─── Provided entries

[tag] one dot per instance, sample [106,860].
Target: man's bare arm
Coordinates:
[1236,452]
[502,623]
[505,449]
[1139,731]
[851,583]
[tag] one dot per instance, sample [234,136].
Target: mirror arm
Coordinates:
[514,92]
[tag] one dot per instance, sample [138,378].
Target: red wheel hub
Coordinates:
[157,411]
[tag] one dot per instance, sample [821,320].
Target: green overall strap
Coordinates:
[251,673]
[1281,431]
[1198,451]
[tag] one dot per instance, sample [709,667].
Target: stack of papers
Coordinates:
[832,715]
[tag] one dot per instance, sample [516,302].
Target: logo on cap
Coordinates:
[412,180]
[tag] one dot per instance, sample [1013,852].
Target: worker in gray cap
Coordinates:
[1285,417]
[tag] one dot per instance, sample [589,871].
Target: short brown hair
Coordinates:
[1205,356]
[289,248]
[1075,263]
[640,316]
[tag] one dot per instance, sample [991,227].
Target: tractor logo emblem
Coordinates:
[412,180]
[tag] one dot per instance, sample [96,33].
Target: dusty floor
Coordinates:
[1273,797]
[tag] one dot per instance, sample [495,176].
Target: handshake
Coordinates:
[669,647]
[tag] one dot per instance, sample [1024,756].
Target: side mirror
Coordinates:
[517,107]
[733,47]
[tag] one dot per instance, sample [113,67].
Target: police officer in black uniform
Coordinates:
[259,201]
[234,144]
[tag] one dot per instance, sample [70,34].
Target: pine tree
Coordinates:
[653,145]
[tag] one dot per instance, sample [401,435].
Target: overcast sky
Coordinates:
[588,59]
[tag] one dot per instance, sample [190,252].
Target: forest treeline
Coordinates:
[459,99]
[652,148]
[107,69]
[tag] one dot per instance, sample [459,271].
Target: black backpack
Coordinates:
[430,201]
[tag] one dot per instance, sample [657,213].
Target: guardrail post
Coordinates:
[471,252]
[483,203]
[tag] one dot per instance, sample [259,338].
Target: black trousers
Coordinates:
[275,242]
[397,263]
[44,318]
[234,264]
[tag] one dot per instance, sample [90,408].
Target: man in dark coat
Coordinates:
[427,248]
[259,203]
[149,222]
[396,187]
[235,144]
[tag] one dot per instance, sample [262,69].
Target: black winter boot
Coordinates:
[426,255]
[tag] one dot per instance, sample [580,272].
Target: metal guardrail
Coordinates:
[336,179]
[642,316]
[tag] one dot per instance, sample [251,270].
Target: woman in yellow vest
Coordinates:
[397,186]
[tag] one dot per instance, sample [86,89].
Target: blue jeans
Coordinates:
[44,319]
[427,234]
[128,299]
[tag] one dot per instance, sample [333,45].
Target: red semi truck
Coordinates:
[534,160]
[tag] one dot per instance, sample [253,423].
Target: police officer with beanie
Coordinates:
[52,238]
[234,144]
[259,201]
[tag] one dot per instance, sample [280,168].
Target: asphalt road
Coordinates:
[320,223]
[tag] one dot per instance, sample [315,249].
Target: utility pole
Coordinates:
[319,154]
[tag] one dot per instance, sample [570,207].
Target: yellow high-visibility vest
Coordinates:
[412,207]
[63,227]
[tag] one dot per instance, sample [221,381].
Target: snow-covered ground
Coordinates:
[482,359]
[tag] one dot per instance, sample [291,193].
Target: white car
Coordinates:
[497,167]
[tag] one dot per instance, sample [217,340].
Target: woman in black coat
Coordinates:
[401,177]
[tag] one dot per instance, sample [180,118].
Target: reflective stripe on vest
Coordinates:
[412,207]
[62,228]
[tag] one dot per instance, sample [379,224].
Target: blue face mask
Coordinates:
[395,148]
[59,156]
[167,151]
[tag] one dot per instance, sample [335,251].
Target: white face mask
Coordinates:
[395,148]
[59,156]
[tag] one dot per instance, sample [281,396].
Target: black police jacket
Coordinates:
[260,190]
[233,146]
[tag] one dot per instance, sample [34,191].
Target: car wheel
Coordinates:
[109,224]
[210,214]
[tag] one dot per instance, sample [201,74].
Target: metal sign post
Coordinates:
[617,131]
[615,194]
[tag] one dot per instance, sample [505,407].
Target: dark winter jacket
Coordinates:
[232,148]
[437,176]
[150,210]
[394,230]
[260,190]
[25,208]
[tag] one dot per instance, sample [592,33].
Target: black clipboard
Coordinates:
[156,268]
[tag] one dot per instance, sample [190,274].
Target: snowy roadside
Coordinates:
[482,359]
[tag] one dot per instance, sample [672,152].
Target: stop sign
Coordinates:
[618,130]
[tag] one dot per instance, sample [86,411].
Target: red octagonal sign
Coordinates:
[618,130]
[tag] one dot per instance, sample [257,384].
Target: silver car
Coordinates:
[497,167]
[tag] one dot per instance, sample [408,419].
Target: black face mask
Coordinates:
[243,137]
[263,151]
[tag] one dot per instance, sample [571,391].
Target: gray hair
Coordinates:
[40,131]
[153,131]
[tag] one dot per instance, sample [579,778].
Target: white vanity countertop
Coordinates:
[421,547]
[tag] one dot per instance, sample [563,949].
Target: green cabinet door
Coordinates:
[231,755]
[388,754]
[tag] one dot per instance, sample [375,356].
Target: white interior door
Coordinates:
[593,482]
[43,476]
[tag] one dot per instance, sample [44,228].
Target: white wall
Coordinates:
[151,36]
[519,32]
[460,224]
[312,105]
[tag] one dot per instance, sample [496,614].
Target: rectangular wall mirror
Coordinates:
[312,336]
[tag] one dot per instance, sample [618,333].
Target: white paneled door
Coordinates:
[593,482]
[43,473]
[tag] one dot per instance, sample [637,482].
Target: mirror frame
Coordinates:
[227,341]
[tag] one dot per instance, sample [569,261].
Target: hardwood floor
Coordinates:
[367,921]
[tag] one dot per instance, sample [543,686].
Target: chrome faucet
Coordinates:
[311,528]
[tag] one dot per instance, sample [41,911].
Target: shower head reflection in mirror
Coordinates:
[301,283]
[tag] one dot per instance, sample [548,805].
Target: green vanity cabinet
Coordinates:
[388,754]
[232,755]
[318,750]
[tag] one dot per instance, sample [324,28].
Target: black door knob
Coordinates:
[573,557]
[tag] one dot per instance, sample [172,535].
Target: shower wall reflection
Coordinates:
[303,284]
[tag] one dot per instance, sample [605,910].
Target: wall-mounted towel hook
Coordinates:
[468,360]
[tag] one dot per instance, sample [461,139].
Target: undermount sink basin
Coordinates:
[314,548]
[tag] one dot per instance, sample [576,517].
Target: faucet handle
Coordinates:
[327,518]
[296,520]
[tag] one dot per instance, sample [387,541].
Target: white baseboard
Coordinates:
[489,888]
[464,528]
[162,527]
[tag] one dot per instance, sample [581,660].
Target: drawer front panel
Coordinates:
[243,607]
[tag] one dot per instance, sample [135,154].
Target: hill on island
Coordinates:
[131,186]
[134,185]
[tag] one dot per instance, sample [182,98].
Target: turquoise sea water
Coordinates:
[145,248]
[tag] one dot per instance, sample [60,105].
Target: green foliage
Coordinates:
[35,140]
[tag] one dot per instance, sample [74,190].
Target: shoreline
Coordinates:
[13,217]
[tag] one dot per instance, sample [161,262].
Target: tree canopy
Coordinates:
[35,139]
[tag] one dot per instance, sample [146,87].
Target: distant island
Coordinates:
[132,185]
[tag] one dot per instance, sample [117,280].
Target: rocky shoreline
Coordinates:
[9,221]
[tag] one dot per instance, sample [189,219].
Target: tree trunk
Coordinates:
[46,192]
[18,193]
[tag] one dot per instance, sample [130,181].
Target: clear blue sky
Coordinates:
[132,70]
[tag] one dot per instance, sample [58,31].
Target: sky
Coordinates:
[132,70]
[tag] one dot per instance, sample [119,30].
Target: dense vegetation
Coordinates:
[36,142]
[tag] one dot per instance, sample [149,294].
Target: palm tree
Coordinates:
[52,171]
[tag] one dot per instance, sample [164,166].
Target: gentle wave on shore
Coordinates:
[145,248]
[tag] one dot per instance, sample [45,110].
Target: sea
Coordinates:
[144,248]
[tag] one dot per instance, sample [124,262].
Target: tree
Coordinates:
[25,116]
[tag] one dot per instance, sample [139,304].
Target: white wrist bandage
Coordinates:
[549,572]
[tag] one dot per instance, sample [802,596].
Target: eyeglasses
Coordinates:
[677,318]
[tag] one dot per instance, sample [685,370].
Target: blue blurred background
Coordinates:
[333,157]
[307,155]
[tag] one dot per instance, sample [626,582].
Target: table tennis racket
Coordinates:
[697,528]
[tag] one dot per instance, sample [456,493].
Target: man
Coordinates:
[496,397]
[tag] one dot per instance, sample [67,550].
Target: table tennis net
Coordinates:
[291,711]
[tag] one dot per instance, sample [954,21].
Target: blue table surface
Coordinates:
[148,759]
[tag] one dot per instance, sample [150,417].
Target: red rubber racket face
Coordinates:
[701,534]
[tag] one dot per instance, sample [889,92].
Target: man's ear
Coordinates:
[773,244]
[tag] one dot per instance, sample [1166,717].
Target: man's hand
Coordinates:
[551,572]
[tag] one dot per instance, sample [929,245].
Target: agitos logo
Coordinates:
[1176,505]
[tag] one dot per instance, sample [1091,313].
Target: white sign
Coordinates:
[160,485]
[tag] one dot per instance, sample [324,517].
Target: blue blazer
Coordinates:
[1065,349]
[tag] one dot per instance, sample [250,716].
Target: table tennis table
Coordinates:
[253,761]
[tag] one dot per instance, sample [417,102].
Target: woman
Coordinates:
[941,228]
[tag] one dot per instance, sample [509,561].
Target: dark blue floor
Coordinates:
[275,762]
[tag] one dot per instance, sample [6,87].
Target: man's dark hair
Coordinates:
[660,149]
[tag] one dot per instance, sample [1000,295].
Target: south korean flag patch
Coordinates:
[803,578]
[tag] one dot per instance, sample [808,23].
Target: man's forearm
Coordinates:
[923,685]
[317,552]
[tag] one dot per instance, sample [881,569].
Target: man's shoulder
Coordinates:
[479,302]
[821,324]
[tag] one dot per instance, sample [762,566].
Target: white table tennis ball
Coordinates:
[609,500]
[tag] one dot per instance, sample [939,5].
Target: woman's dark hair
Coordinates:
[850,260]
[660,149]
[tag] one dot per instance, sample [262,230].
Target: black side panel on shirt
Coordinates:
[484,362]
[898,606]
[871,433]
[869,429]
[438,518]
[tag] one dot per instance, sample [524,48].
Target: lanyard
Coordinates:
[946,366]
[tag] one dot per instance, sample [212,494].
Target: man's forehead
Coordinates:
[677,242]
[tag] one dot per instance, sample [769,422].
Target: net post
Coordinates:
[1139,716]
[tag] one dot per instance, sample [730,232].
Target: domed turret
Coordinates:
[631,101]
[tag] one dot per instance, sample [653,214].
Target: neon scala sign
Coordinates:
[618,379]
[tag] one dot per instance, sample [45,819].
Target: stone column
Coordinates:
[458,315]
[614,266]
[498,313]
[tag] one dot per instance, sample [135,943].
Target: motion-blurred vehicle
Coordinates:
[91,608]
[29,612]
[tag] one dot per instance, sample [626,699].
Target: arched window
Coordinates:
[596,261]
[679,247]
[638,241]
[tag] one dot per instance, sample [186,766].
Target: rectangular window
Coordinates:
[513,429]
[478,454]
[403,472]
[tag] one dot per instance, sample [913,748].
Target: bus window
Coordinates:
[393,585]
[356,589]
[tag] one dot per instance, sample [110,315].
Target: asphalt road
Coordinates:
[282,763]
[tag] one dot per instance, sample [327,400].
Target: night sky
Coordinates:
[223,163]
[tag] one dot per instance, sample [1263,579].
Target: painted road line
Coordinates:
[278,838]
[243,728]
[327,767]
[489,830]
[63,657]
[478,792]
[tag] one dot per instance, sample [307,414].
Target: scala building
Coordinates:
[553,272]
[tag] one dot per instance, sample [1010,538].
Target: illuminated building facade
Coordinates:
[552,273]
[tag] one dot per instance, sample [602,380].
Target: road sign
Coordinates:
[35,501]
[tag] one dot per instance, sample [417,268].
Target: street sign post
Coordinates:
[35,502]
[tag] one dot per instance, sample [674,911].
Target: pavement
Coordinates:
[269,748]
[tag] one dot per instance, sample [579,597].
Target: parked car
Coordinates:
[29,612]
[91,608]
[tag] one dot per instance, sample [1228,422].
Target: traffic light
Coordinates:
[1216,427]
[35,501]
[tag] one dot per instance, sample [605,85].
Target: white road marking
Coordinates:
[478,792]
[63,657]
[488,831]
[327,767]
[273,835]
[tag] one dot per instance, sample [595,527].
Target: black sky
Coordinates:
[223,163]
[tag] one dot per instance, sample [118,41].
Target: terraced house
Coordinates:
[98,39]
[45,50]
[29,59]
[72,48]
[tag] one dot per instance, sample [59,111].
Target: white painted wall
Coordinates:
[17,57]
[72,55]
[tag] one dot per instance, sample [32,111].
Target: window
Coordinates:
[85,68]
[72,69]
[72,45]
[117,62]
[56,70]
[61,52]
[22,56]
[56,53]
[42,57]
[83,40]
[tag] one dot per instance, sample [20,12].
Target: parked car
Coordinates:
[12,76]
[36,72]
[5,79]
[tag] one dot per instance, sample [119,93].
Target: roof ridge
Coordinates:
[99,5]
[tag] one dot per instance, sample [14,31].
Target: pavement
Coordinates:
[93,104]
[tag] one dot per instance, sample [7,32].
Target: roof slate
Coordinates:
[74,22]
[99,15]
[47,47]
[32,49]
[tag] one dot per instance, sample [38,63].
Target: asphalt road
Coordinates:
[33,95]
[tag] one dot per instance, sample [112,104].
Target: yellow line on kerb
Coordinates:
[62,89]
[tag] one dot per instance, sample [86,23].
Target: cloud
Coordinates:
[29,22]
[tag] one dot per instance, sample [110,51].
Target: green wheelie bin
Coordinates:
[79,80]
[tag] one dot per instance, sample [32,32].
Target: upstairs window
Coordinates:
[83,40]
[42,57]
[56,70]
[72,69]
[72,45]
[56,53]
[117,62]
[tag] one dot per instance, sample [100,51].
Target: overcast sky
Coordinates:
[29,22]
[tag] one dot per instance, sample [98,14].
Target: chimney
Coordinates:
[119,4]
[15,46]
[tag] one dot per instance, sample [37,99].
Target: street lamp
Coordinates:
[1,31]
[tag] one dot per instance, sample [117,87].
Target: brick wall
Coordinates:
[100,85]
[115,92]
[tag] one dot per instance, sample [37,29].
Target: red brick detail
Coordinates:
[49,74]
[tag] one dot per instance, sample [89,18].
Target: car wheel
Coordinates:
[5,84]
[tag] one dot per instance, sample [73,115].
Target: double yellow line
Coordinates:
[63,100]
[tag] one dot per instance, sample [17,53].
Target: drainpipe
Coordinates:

──────

[Problem description] Reproduce the material word for word, from the line containing "[tag] one dot per instance, sample [117,87]." through the final line of the material, both included.

[Exercise response]
[tag] one dot per instance, sample [117,87].
Target: brick wall
Coordinates:
[100,85]
[115,92]
[tag] one dot per instance, sample [37,29].
Target: red brick detail
Coordinates:
[49,74]
[tag] one dot per instance, sample [89,18].
Target: car wheel
Coordinates:
[5,84]
[tag] one dot per instance, sample [73,115].
Target: double yellow line
Coordinates:
[63,100]
[tag] one dot per instance, sample [17,53].
Target: drainpipe
Coordinates:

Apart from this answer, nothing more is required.